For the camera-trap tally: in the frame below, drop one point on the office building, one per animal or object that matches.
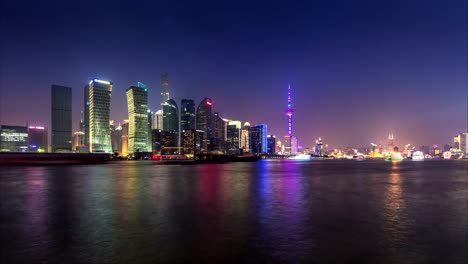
(97, 112)
(204, 123)
(164, 88)
(258, 139)
(138, 128)
(125, 129)
(37, 139)
(464, 142)
(219, 132)
(171, 122)
(319, 147)
(168, 142)
(233, 136)
(150, 128)
(279, 147)
(157, 143)
(157, 120)
(271, 144)
(294, 145)
(78, 142)
(14, 139)
(188, 141)
(116, 138)
(61, 117)
(187, 114)
(245, 137)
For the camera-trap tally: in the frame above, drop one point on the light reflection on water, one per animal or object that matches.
(274, 211)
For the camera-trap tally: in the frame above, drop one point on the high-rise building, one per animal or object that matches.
(271, 144)
(14, 138)
(125, 124)
(150, 133)
(78, 141)
(390, 146)
(171, 122)
(233, 135)
(97, 112)
(37, 139)
(204, 123)
(157, 120)
(164, 88)
(168, 140)
(137, 101)
(82, 124)
(116, 139)
(294, 145)
(245, 137)
(61, 118)
(188, 141)
(289, 113)
(279, 146)
(319, 147)
(258, 138)
(456, 142)
(219, 132)
(464, 142)
(187, 114)
(157, 143)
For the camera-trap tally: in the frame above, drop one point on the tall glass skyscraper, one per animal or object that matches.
(137, 101)
(233, 135)
(61, 118)
(164, 88)
(187, 114)
(97, 112)
(171, 120)
(204, 123)
(258, 138)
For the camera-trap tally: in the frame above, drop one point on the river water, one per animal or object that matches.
(271, 211)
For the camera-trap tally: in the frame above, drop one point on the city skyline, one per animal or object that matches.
(351, 87)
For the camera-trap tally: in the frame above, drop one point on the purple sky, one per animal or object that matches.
(358, 69)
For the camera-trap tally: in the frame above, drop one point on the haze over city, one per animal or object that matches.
(358, 70)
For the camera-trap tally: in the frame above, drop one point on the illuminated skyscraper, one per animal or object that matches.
(289, 113)
(171, 122)
(164, 88)
(78, 141)
(137, 101)
(187, 114)
(13, 139)
(245, 137)
(125, 138)
(219, 132)
(271, 144)
(116, 138)
(158, 120)
(233, 135)
(37, 137)
(97, 112)
(319, 147)
(188, 141)
(258, 138)
(204, 123)
(61, 118)
(464, 142)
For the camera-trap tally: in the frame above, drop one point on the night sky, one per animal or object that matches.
(358, 69)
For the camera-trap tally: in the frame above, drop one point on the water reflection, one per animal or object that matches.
(134, 212)
(395, 218)
(36, 214)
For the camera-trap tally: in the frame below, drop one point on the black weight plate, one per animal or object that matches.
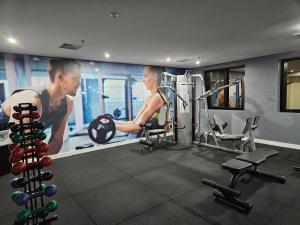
(102, 129)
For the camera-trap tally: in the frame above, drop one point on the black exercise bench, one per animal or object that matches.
(245, 164)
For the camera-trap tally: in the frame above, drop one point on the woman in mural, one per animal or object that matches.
(152, 105)
(54, 101)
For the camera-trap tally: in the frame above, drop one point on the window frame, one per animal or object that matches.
(283, 86)
(226, 91)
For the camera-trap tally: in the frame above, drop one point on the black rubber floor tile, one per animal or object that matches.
(73, 163)
(119, 201)
(206, 169)
(70, 212)
(295, 204)
(7, 206)
(116, 153)
(287, 216)
(201, 202)
(254, 217)
(282, 194)
(137, 164)
(7, 190)
(171, 180)
(166, 214)
(174, 155)
(90, 177)
(8, 219)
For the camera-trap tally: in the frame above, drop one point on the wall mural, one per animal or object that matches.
(81, 103)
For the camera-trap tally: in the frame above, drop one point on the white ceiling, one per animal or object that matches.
(148, 31)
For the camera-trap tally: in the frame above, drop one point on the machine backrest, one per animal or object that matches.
(219, 123)
(163, 115)
(247, 126)
(255, 123)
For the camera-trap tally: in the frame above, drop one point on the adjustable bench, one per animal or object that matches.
(245, 164)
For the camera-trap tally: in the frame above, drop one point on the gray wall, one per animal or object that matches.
(262, 97)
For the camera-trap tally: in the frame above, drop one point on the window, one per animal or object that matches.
(231, 97)
(290, 85)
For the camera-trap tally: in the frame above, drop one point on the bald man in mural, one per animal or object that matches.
(54, 101)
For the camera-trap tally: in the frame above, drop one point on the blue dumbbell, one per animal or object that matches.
(21, 198)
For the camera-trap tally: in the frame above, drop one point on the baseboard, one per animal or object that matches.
(278, 144)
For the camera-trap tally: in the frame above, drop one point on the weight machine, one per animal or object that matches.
(166, 118)
(206, 130)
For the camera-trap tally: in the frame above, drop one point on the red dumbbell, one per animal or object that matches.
(16, 154)
(21, 167)
(19, 153)
(26, 107)
(20, 116)
(12, 147)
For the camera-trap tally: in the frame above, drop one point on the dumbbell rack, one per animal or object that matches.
(28, 157)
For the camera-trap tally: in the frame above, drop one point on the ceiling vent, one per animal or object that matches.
(70, 46)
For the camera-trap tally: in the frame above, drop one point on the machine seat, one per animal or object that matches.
(258, 156)
(157, 131)
(236, 166)
(229, 136)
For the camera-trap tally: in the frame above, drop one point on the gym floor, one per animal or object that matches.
(121, 186)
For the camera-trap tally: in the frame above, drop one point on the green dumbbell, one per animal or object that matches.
(25, 214)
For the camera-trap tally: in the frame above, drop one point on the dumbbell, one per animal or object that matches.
(17, 138)
(29, 107)
(38, 143)
(26, 214)
(19, 167)
(22, 198)
(17, 153)
(19, 182)
(19, 127)
(20, 116)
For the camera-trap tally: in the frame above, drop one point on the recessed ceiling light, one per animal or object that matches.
(114, 14)
(11, 40)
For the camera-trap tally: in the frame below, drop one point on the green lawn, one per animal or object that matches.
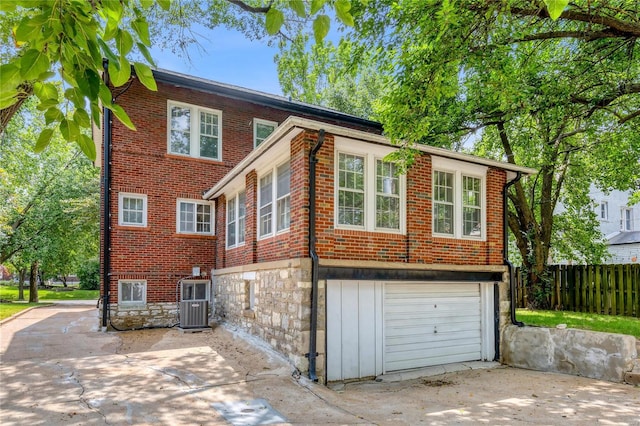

*YOUR INSTRUCTIONS*:
Set the entries down again exactly. Do not include the images.

*OUTPUT*:
For the camera-trap tally: in the frame below, drop one point on the office building, one per animal or object that matches.
(97, 112)
(204, 123)
(164, 88)
(258, 139)
(138, 128)
(125, 129)
(37, 139)
(464, 142)
(219, 132)
(171, 122)
(319, 147)
(168, 142)
(233, 136)
(150, 128)
(279, 147)
(157, 143)
(157, 120)
(271, 144)
(294, 145)
(78, 142)
(14, 139)
(188, 141)
(116, 138)
(61, 117)
(187, 114)
(245, 137)
For the camera-trap tally: in the frame above, drop one point on the light reflection on water, one per animal or object that matches.
(274, 211)
For the camera-trap tally: in the frame above, drop one point on the high-rise building, one per animal or object that matches.
(271, 144)
(14, 138)
(125, 124)
(150, 133)
(78, 141)
(390, 146)
(171, 122)
(233, 135)
(97, 112)
(37, 139)
(204, 123)
(157, 120)
(164, 88)
(168, 140)
(137, 101)
(82, 124)
(116, 139)
(294, 145)
(245, 137)
(61, 118)
(188, 141)
(289, 113)
(279, 146)
(319, 147)
(258, 138)
(456, 142)
(219, 132)
(464, 142)
(187, 114)
(157, 143)
For the camera-trap tally: in the frame above, drop one point on the tall glass skyscraper, one per animal or object that matches.
(137, 101)
(233, 135)
(61, 118)
(164, 88)
(187, 114)
(97, 112)
(171, 120)
(204, 123)
(258, 138)
For the camera-trap tally: in the frame above, drop one point on the river water, one per animal or object that matches.
(271, 211)
For the camera-trap tally: in the frame above, drop one point on the city skyline, one per animal or object that matches.
(351, 87)
For the camera-trap tally: in the frame above, drop one point on the purple sky, one per animal or object that matches.
(358, 69)
For the camera-trap tally: in the frame above, drop one point on the haze over city, one per animal or object that matches.
(358, 70)
For the camera-trap tally: in the frame above, drop one point on the illuminated skyscraper, one per animal or object that matches.
(289, 113)
(171, 122)
(164, 88)
(78, 141)
(137, 101)
(187, 114)
(13, 139)
(245, 137)
(125, 138)
(219, 132)
(271, 144)
(116, 138)
(158, 120)
(233, 135)
(37, 137)
(97, 112)
(319, 147)
(188, 141)
(258, 138)
(204, 123)
(61, 118)
(464, 142)
For the camera-trap tally: in the frame above, drop one point on the night sky, one per animal or object that matches.
(358, 69)
For the camera-trap tally: in the frame above, drop one point on the water reflection, one per animal or object that matches.
(134, 212)
(395, 218)
(36, 214)
For the camera-trap tally: in the frame below, drop one point on the black weight plate, one per animal or object that matches.
(102, 129)
For the camera-trap tally: in the frame above, drop one point on the black exercise bench, one per animal or object that matches.
(245, 164)
For the camera-trap tally: in the frame above, drop one point on the woman in mural, one per animal or object that matches.
(152, 105)
(54, 101)
For the camera-trap tally: in the frame above, drop one point on the window frame, one per animal or object that matches.
(283, 86)
(226, 91)
For the camera-trap tally: in the frame above, drop one point on the black rubber floor tile, one per animal or object that matches.
(73, 163)
(119, 201)
(206, 169)
(70, 212)
(295, 204)
(7, 206)
(116, 153)
(287, 216)
(201, 202)
(254, 217)
(282, 194)
(137, 164)
(7, 190)
(171, 180)
(166, 214)
(174, 155)
(90, 177)
(8, 219)
For the camera-trap tally: in the frame above, drop one point on the wall mural, one per animal or object that matches.
(81, 103)
For the camera-trap tally: in the frame above, drop one point on the white ceiling, one per animal or object that matches.
(148, 31)
For the camera-trap tally: in the frame above, drop one point on the machine backrest, one per animal or object that matches.
(219, 123)
(163, 115)
(247, 126)
(255, 123)
For the camera-trap tally: in the frame above, drop one point on the adjustable bench, one per animal or object that matches.
(245, 164)
For the camera-trap tally: in the frame above, drop one point on the gray wall, one per animal or object that matches.
(262, 97)
For the camera-trap tally: in the frame above, drop one point on the window, one per animal or object that matches.
(231, 97)
(290, 85)
For the camera-trap tally: in the frame above, drop one point on the bald man in mural, one per animal or object that matches.
(54, 101)
For the camera-trap tally: in the frame above, drop one point on the blue dumbbell, one per animal or object that matches.
(21, 198)
For the camera-trap tally: in the frame above, drop one point on the baseboard, one per animal or object that matches.
(278, 144)
For the camera-trap tally: in the frame above, drop one point on the weight machine, one per animal or object that matches.
(166, 118)
(206, 130)
For the camera-trap tally: in the frame above, drop one point on the red dumbbell, one per animal or object that matches.
(16, 154)
(21, 167)
(19, 153)
(26, 107)
(20, 116)
(12, 147)
For the camera-trap tally: in the frame above, drop one point on the dumbbell rack, one per animal or object that matches.
(28, 157)
For the camera-trap tally: in the frame above, drop one point on the ceiling vent, one per animal or object that matches.
(70, 46)
For the camera-trap tally: in the frame above, drop one point on the machine seat, one per animal or object that matches.
(258, 156)
(157, 131)
(236, 166)
(229, 136)
For the camera-trap tally: in the frame above, drop one point on the gym floor, one per animal or object that matches.
(121, 186)
For the camera-trap tally: in the frame above, drop one point on the green dumbbell, one per animal or object that matches.
(25, 214)
For the camera-trap tally: in the frame above, drop one point on the dumbbell, one per animal or object that matches.
(17, 138)
(29, 107)
(38, 143)
(26, 214)
(19, 167)
(22, 198)
(17, 153)
(19, 182)
(19, 127)
(20, 116)
For the camera-trap tally: in the frame above, drop one point on the recessed ceiling light, one per animal or object that matches.
(114, 14)
(11, 40)
For the camera-trap tally: in the frame below, drop one point on the green lawn, one per animal or object that matches.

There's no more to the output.